◆ Given exercise ◆
Reproduce every one of the records below word for word, changing nothing.

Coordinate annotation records
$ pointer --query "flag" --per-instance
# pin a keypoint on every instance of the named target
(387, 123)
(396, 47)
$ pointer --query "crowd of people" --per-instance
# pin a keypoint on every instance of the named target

◆ Right answer ◆
$ pointer --query "flag" --per-instance
# pin a keypoint on every instance of the named target
(387, 123)
(396, 47)
$ pointer --query "crowd of people" --per-instance
# pin a keypoint on every instance of the named target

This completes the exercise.